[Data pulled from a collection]
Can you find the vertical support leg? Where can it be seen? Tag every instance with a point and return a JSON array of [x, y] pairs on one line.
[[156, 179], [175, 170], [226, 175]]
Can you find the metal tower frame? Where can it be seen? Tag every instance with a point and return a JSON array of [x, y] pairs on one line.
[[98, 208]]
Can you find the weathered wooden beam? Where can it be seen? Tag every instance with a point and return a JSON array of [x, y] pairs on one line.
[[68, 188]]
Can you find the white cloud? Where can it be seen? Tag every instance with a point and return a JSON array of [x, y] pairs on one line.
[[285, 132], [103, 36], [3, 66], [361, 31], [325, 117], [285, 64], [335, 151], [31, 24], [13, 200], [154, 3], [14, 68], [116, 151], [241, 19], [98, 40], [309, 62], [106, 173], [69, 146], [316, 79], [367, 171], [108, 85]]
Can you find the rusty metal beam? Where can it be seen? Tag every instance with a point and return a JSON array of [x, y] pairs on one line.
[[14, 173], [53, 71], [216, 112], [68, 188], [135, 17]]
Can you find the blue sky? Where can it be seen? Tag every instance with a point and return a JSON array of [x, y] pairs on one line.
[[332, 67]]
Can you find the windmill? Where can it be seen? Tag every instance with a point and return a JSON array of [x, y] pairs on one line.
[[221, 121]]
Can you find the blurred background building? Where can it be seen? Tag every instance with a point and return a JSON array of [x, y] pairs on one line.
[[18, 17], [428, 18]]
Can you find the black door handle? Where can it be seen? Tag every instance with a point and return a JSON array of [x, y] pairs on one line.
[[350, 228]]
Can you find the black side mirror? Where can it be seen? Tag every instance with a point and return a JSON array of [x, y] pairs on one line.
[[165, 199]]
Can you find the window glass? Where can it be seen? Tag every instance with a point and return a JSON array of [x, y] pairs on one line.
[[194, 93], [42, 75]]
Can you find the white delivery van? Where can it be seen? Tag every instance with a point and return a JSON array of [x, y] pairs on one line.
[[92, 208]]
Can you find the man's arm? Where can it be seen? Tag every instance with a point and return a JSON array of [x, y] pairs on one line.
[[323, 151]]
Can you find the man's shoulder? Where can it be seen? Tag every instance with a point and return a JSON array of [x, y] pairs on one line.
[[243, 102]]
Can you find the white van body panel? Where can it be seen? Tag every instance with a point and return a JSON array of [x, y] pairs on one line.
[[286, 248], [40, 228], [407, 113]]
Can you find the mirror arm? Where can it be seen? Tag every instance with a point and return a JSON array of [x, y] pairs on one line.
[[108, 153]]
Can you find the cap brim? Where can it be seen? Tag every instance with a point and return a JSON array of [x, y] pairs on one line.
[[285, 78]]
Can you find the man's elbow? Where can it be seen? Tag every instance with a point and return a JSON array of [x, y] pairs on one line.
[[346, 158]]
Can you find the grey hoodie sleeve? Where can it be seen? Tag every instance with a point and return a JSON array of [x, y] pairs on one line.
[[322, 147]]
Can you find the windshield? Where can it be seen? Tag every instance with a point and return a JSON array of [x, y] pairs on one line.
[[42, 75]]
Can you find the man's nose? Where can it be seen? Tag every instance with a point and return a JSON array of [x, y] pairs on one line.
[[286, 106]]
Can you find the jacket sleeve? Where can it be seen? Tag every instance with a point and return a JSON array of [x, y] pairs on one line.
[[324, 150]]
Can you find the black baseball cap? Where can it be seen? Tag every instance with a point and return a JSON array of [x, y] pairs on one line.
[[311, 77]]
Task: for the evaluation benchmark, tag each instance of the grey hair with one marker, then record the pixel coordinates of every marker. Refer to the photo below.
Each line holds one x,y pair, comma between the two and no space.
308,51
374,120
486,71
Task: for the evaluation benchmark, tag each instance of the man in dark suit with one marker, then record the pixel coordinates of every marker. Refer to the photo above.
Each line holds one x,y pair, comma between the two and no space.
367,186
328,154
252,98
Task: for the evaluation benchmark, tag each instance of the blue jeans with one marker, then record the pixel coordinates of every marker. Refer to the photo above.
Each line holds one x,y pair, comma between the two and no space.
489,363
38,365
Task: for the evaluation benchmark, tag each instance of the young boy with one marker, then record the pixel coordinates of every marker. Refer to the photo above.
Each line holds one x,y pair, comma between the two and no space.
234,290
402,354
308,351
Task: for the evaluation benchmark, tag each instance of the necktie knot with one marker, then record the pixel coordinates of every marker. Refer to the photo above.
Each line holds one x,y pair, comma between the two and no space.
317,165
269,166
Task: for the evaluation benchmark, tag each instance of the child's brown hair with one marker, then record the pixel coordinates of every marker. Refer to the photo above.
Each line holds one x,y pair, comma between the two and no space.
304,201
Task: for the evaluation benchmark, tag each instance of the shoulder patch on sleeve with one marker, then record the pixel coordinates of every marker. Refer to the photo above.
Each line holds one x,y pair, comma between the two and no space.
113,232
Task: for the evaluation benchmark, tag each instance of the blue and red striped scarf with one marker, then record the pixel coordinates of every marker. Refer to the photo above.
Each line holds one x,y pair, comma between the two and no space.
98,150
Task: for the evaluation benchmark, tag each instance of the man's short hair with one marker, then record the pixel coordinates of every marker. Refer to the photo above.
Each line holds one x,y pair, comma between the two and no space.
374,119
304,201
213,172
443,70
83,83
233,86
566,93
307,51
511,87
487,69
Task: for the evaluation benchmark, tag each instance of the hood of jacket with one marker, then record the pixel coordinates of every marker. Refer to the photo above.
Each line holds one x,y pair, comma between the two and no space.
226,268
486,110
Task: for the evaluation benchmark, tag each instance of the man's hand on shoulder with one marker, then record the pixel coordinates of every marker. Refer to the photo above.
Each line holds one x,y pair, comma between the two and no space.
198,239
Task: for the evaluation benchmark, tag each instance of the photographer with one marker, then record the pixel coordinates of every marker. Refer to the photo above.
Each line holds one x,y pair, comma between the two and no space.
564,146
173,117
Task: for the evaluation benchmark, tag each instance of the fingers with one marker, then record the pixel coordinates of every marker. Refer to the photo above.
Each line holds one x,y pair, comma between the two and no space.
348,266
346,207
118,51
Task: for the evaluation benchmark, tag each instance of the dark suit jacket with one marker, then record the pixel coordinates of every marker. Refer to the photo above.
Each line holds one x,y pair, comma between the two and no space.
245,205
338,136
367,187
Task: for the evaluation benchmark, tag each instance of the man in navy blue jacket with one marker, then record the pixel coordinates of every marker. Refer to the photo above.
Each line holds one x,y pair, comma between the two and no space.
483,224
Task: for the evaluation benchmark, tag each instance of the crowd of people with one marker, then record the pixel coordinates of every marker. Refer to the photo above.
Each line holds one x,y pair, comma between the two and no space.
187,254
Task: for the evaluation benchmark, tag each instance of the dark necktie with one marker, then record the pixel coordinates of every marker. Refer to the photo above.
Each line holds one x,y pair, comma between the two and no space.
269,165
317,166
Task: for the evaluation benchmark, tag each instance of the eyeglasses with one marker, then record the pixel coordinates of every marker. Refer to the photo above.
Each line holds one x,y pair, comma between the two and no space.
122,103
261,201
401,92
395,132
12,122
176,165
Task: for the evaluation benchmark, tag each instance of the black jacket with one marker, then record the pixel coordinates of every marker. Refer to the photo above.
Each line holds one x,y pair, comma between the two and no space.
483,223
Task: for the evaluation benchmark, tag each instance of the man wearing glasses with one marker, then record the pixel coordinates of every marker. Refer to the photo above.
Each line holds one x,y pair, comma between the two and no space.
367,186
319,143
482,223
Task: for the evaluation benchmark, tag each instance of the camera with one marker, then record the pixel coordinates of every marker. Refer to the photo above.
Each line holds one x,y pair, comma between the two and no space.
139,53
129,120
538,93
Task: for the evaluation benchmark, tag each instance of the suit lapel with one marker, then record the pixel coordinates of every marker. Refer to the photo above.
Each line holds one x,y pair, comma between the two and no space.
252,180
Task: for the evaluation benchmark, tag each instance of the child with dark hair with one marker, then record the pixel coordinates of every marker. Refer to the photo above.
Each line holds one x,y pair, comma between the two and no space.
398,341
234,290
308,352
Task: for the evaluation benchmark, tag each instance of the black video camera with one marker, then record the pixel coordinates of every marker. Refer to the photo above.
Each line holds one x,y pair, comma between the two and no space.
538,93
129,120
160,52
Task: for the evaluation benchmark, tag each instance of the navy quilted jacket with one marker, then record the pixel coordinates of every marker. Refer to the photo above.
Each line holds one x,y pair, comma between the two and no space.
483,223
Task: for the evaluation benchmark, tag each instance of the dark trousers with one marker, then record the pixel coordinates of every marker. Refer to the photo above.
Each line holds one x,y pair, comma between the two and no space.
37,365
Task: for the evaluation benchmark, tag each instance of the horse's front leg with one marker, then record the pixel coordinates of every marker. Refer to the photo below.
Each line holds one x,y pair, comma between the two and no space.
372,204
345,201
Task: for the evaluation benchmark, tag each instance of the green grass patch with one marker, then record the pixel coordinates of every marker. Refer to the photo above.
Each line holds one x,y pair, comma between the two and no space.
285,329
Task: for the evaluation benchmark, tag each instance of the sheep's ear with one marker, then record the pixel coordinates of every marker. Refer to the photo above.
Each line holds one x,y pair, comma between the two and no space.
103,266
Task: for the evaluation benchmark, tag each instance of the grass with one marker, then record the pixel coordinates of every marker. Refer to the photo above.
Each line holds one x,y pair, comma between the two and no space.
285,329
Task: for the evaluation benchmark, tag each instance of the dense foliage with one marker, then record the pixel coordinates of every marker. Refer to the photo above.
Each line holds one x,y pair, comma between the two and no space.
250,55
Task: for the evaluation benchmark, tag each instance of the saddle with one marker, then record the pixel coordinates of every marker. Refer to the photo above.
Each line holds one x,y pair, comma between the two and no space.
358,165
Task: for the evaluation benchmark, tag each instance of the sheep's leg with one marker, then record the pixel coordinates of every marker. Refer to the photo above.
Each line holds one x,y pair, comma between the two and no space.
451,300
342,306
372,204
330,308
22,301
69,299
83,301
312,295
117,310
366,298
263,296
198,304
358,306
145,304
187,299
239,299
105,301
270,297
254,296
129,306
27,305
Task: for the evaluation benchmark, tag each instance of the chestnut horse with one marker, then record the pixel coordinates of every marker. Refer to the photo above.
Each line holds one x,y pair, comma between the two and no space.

**To do**: Render the material as a numbered list, starting with the line containing "Can you find the weathered" and continuing through the line containing "[[68, 188]]", leaving out any blank lines.

**Response to this exercise**:
1. Can you find the weathered wooden beam? Where can it be seen? Tag every instance with a point and return a JSON array of [x, y] pairs on one line.
2. [[68, 188]]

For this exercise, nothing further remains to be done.